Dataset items

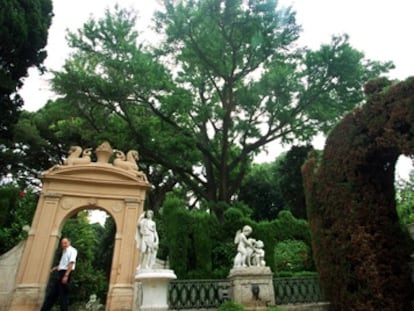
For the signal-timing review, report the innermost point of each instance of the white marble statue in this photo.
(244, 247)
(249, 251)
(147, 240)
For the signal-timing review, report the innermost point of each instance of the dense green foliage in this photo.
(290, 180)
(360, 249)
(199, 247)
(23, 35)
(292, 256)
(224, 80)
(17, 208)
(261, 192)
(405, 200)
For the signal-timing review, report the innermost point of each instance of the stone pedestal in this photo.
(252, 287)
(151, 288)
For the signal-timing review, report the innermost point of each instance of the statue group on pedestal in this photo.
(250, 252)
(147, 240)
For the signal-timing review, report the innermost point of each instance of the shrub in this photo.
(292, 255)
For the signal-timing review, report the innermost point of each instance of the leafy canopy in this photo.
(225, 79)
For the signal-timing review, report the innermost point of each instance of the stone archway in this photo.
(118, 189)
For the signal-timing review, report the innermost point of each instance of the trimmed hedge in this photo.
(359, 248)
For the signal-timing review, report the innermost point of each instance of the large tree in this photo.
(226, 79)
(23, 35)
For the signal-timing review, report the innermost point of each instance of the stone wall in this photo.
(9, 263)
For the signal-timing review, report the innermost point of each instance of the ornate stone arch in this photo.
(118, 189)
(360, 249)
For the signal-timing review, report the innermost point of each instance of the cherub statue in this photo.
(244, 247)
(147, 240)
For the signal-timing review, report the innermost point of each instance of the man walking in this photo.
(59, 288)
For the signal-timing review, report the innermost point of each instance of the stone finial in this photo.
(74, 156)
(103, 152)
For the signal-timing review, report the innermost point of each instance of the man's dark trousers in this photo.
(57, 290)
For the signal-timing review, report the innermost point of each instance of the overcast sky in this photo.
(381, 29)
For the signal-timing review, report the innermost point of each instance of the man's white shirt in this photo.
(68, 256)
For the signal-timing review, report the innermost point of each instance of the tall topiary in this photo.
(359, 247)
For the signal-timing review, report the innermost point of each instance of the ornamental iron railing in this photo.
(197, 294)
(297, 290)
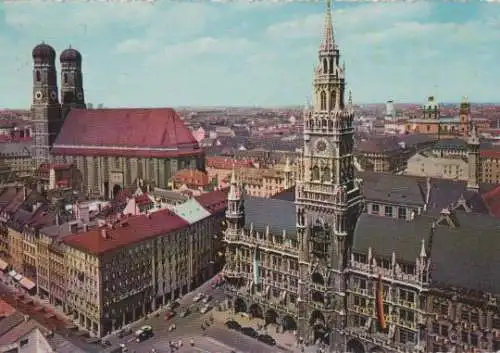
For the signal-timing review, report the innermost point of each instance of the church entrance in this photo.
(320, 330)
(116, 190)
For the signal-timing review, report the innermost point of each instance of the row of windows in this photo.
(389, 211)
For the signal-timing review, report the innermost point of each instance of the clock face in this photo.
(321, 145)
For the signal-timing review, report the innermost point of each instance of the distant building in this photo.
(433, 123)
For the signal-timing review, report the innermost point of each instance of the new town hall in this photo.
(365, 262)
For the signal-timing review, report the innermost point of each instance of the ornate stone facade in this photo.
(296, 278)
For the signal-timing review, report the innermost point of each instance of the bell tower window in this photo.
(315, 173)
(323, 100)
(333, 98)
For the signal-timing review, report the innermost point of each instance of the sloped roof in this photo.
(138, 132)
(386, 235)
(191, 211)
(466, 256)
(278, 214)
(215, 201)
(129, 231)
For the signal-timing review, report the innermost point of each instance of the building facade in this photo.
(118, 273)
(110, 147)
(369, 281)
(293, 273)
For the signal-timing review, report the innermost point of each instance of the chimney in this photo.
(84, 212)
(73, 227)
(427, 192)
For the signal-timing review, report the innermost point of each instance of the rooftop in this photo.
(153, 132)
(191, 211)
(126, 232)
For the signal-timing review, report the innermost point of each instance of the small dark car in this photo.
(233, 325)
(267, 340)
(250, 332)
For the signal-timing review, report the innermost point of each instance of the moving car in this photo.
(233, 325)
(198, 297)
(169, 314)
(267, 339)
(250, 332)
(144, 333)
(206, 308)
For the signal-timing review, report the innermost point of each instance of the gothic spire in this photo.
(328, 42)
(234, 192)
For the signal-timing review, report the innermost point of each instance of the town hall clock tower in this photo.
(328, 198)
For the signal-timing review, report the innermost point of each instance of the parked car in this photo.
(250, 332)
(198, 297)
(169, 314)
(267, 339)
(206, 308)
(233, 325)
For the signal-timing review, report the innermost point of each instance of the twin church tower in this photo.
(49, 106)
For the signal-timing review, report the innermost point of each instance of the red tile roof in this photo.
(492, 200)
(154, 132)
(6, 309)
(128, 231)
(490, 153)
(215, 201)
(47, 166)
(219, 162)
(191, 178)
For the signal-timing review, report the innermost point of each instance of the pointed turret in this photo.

## YOUR TASK:
Omit the pictures and restate the rest of the records verbatim.

## RESULT OF THIS TASK:
For the signal-timing review, report the innermost point of each instance of the white marble statue in this photo.
(244, 247)
(249, 251)
(147, 240)
For the signal-timing review, report the innermost point of each instance of the dense green foliage in this photo.
(290, 180)
(360, 249)
(199, 247)
(23, 35)
(292, 256)
(224, 80)
(17, 208)
(261, 192)
(405, 200)
For the signal-timing review, report the innermost point of each instance of the stone pedestal in this photo.
(252, 287)
(151, 288)
For the signal-timing review, report the innermost point of each instance of the statue group on pedestal in this photo.
(250, 252)
(147, 240)
For the signal-timing review, report the innermost point of each instance of the shrub in this photo.
(292, 255)
For the signal-timing review, report the innermost point of each instance of the leafy canopy in this photo.
(225, 79)
For the signal-timing review, report the innermost point of each instance of the stone archway in this photo.
(118, 189)
For the signal-timing review, report the innermost point of each instance of the trimmed hedge in this photo.
(359, 248)
For the signal-timing review, report the innermost point of each instance of the large tree in this photo.
(226, 79)
(23, 35)
For the signal-timing review, report the innermost point of each instance of the stone wall in this photo.
(9, 263)
For the signal-timing review, report the innermost point of each instance of the ornate stone arch in this photo.
(118, 189)
(360, 249)
For the signal-timing review, report the innermost point of each instance of the cherub statue in this photo.
(244, 247)
(147, 240)
For the signal-timing review, report the innermost point of each instance of the man walking in this photo.
(59, 288)
For the signal-timing review, report the innermost point of each instance of the stone finial in this photo.
(74, 156)
(103, 152)
For the signal-timing review, report the innermost point of each instance of the man's dark trousers in this photo.
(57, 290)
For the signal-timing review, report the innermost point of each instance of the overcast sky in this photo.
(381, 29)
For the signal-timing review, report the innermost point of each instance of the man's white shirt in this photo.
(68, 256)
For the signal-timing review, report the innermost point of each instance of the tall topiary in this photo.
(359, 247)
For the signal-timing review, report the innermost point of each instance of the ornamental iron railing in this photo.
(197, 294)
(297, 290)
For the signal-timing review, report the innermost point of each instance of the church entrance in this photo.
(320, 330)
(116, 190)
For the signal-timing review, report the innermost point of each instance of the row of windows in this photo.
(389, 211)
For the signal-timing review, report the innermost point of each instance of the clock face in this photo.
(321, 145)
For the signal-timing review, report the innermost point of each instance of the distant building in this photo.
(433, 123)
For the signal-timing review, report the innermost point of each instance of the new town hall in this photo.
(365, 262)
For the signal-timing review, report the innermost point of each instance of the ornate stone facade in this photo.
(296, 278)
For the signal-timing review, report the innermost point of each instance of the bell tower window in this photo.
(315, 173)
(323, 100)
(333, 98)
For the signal-timing review, report the innermost point of each instance of the sloped roof in this photo.
(138, 132)
(386, 235)
(191, 211)
(466, 256)
(278, 214)
(215, 201)
(129, 231)
For the signal-timing review, report the innermost point of each instance of the building facade in this photo.
(118, 273)
(110, 147)
(369, 281)
(293, 273)
For the signal-timing review, report the innermost point of each instance of the chimney in this photo.
(84, 212)
(73, 227)
(427, 192)
For the signal-timing review, report the innermost point of each instance of the rooftop in this photo.
(153, 132)
(191, 211)
(126, 232)
For the signal-timing review, report the innermost point of each instance of the small dark car in this photo.
(233, 325)
(267, 340)
(250, 332)
For the signal-timing review, report the innermost point of each instance of the moving car in this photo.
(233, 325)
(198, 297)
(169, 314)
(267, 339)
(250, 332)
(144, 333)
(206, 308)
For the signal-timing review, report the innermost point of each instance of the gothic spire in this photo.
(328, 42)
(234, 192)
For the signal-timing review, report the innermost point of each instance of the town hall clock tower in this photo.
(328, 198)
For the signal-timing review, report the innermost point of each instance of the parked car in this photo.
(250, 332)
(198, 297)
(169, 314)
(267, 339)
(206, 308)
(233, 325)
For the signal-timing review, report the innermost point of each instance of the twin church tower in this photo.
(49, 106)
For the signal-timing review, report the innermost point of each instance of the red tile roof in this photo.
(492, 200)
(154, 132)
(6, 309)
(128, 231)
(490, 153)
(215, 201)
(47, 166)
(219, 162)
(191, 178)
For the signal-timing review, report the innermost point of each instance of the pointed turret in this photo.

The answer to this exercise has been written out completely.